### What you are asked to do
Convert every line of the entries below into a Markdown table with the columns "No." and "Text", skipping blank lines. Leave the pictures out of the table.

(Records)
— begin —

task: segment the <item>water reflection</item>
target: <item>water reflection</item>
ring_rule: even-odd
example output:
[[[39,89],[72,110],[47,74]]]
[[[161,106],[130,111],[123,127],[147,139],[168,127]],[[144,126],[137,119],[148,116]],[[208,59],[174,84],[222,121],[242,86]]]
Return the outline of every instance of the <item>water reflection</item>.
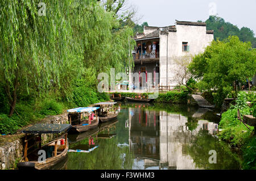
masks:
[[[238,169],[239,155],[215,137],[219,119],[212,110],[186,106],[117,105],[118,119],[75,136],[70,149],[82,149],[93,137],[100,146],[89,153],[68,153],[66,169]],[[72,136],[69,136],[71,138]],[[208,162],[209,151],[217,164]]]
[[[166,111],[154,111],[143,108],[143,106],[129,108],[131,125],[130,145],[136,157],[133,169],[208,169],[198,166],[191,156],[186,153],[193,139],[200,132],[205,131],[208,135],[214,135],[218,132],[218,124],[209,120],[202,120],[208,113],[214,116],[212,110],[199,108],[193,110],[188,108],[186,113],[168,113]],[[216,120],[214,119],[216,121]],[[191,128],[192,127],[192,128]],[[207,137],[217,145],[218,140],[213,136]],[[209,145],[202,153],[209,158],[208,151],[216,149]],[[221,153],[221,150],[220,153]],[[222,153],[221,153],[222,154]],[[232,154],[232,153],[230,153]],[[195,156],[195,155],[193,155]],[[196,157],[201,157],[197,155]],[[224,159],[229,159],[227,154]],[[217,169],[222,168],[221,159]],[[208,162],[208,159],[205,160]],[[230,164],[240,168],[238,161],[234,159]],[[232,166],[232,168],[233,166]]]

— end —

### Finished exercise
| No. | Text |
|---|---|
| 1 | task: segment the <item>water reflection</item> |
| 2 | target: <item>water reflection</item> |
| 3 | ring_rule: even-odd |
| 4 | example output: |
| 5 | [[[39,89],[72,110],[47,74]]] |
| 6 | [[[161,106],[130,111],[123,127],[147,139],[168,127]],[[144,126],[137,119],[148,116]],[[208,59],[174,84],[222,121],[242,86]]] |
| 7 | Return the outline of every instance of the <item>water reflection</item>. |
| 8 | masks: |
| 9 | [[[238,169],[239,155],[215,137],[219,119],[212,110],[186,106],[117,105],[118,119],[75,136],[70,149],[82,149],[93,137],[100,146],[89,153],[68,153],[66,169]],[[72,136],[69,136],[71,138]],[[208,162],[209,151],[217,164]]] |
| 10 | [[[166,111],[154,111],[143,108],[143,106],[129,108],[131,125],[130,145],[136,157],[133,169],[208,169],[198,166],[191,156],[186,153],[193,139],[200,132],[205,131],[208,135],[214,135],[218,132],[218,124],[209,120],[202,120],[208,113],[214,116],[212,110],[199,108],[193,110],[188,108],[186,113],[168,113]],[[216,120],[214,119],[216,121]],[[191,128],[192,127],[192,128]],[[207,137],[217,145],[218,140],[213,136]],[[209,145],[202,153],[209,158],[208,151],[216,149]],[[221,153],[221,150],[220,153]],[[222,153],[221,153],[222,154]],[[232,154],[232,153],[230,153]],[[195,156],[195,155],[193,155]],[[196,157],[201,157],[197,155]],[[224,159],[229,159],[227,154]],[[217,169],[222,168],[221,159]],[[208,162],[208,159],[205,160]],[[230,164],[240,168],[238,161],[234,159]],[[232,166],[232,168],[233,166]]] |